## Objetivo da tarefa
Transcreva da entrevista, sem qualquer alteração, o trecho que começa em "Jornal de Vila" e segue até "volta para nós.".

## Secção do documento
+ + + +
“Coragem, força, fé e foco, eles merecem tudo.”

Assim termina a entrevista feita a Helena Dias, autora vilameanense do livro Autismo, O amor tudo vence. Trata-se de uma desafiante e extraordinária viagem, uma narrativa em primeira pessoa, no sentido de acompanhar e entender um ser diferente que surgiu na sua vida – o seu filho autista.

Jornal de Vila Meã – QUEM É A HELENA DIAS?
HELENA DIAS – Sou fruto da vivência e das experiências que tive ao longo da vida.
Considero-me uma pessoa humilde, simples, objetiva, organizada, positiva, ligada aos valores humanos e à família e tenho um grande senso de justiça que muitas vezes me prejudica.

Também sou ligada à espiritualidade, acredito que nada acontece por acaso e que tudo é um aprendizado, uma forma de crescermos enquanto pessoas e evoluirmos como seres humanos, daí não ter a menor dúvida de que tudo o que damos volta para nós.
+ + + +
## Dados fornecidos
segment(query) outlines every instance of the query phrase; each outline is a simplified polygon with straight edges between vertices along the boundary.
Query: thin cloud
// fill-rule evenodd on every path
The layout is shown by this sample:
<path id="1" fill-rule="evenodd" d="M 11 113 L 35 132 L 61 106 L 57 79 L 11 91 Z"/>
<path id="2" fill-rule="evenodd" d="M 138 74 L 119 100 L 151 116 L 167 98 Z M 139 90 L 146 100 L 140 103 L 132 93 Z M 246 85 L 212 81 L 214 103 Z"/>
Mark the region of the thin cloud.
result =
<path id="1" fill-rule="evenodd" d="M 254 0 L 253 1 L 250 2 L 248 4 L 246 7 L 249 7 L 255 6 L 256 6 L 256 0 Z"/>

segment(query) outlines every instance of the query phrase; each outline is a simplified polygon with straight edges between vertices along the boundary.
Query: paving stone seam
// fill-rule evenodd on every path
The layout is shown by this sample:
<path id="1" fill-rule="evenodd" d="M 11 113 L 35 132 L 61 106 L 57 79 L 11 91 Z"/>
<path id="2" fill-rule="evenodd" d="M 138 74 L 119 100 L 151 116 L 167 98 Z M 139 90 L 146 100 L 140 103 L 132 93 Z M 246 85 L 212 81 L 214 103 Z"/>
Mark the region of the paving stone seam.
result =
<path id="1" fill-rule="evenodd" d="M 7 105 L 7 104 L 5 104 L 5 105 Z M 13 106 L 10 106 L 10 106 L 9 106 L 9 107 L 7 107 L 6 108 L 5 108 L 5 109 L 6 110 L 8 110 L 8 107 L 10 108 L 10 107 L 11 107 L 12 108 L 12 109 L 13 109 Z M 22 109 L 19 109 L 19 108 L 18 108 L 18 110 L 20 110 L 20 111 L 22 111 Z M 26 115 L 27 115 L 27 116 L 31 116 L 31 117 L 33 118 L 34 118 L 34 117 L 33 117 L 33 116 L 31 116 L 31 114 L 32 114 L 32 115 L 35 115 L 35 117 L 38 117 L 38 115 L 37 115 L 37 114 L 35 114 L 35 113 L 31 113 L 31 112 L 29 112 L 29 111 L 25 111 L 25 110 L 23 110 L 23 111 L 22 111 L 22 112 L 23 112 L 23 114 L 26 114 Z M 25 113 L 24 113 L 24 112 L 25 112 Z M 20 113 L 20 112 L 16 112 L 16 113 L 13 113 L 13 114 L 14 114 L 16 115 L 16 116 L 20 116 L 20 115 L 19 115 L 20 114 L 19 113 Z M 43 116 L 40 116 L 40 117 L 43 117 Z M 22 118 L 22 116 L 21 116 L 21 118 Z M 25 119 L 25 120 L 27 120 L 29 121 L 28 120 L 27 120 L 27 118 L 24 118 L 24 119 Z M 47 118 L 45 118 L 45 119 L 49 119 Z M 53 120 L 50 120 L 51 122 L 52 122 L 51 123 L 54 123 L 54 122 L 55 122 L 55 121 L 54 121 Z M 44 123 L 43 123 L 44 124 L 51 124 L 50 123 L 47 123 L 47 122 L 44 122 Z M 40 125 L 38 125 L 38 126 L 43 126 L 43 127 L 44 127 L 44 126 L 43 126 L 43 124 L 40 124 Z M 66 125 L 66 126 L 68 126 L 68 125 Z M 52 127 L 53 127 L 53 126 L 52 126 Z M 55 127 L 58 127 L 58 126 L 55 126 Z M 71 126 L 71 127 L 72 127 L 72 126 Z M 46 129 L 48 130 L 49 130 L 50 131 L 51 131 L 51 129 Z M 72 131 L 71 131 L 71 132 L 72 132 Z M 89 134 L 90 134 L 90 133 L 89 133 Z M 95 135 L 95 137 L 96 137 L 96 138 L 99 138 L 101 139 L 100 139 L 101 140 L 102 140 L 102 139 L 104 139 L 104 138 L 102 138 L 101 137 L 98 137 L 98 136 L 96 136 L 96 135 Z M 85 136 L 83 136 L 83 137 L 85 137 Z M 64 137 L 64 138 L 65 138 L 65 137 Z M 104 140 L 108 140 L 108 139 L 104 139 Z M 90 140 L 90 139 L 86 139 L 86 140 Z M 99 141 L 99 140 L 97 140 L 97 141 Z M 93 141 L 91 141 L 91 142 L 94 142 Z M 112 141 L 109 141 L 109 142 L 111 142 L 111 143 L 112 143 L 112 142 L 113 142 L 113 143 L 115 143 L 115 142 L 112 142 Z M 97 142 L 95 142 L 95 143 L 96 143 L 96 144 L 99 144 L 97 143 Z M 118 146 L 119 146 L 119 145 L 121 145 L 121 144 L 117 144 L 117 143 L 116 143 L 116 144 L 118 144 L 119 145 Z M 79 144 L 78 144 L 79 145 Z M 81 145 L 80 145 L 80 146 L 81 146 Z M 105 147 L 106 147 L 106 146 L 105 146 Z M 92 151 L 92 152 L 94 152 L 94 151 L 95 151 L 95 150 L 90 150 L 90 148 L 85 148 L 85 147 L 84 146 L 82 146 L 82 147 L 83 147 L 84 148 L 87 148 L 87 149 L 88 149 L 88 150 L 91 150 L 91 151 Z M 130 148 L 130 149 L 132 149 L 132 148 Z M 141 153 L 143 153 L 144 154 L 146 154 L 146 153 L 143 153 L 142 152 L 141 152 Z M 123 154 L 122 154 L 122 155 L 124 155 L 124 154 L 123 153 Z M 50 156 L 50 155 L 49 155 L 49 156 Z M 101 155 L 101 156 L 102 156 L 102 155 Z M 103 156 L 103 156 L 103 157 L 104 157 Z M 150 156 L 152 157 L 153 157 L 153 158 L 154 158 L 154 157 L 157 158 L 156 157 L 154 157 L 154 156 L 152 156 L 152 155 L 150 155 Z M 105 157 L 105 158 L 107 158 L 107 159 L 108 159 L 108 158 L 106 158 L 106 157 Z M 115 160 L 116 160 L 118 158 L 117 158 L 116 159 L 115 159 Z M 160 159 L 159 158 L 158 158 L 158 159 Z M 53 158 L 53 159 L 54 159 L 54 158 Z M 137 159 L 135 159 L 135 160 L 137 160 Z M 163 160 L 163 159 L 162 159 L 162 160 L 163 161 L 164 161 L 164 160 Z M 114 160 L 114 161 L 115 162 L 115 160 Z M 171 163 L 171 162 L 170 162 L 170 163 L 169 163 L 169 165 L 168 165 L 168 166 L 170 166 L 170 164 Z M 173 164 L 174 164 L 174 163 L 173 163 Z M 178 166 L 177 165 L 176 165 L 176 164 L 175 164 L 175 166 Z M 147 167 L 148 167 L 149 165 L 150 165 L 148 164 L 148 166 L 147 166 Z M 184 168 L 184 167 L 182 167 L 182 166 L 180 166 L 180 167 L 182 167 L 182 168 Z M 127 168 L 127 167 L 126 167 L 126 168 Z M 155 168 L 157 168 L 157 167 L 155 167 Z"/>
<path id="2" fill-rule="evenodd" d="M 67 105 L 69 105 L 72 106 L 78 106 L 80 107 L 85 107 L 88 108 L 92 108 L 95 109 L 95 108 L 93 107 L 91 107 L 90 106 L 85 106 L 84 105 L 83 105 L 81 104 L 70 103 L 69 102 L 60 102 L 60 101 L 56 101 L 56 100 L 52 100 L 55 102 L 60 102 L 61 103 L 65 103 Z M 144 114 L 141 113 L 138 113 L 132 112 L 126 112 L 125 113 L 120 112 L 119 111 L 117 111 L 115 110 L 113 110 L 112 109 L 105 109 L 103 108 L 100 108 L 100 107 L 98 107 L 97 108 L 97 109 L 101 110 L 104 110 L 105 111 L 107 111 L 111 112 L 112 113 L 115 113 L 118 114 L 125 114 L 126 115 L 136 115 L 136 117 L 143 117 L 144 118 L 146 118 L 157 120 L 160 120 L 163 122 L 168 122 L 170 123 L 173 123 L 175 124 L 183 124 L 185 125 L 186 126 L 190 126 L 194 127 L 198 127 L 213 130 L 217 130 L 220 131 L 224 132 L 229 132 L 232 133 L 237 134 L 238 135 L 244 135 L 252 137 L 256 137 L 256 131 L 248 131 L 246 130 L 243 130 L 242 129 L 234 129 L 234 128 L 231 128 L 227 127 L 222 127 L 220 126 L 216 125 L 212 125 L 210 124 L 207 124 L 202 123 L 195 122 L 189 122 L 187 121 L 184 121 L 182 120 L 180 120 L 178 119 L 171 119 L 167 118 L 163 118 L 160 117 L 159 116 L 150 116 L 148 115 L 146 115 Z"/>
+ + + +
## Solução do exercício
Jornal de Vila Meã – QUEM É A HELENA DIAS?
HELENA DIAS – Sou fruto da vivência e das experiências que tive ao longo da vida.
Considero-me uma pessoa humilde, simples, objetiva, organizada, positiva, ligada aos valores humanos e à família e tenho um grande senso de justiça que muitas vezes me prejudica.

Também sou ligada à espiritualidade, acredito que nada acontece por acaso e que tudo é um aprendizado, uma forma de crescermos enquanto pessoas e evoluirmos como seres humanos, daí não ter a menor dúvida de que tudo o que damos volta para nós.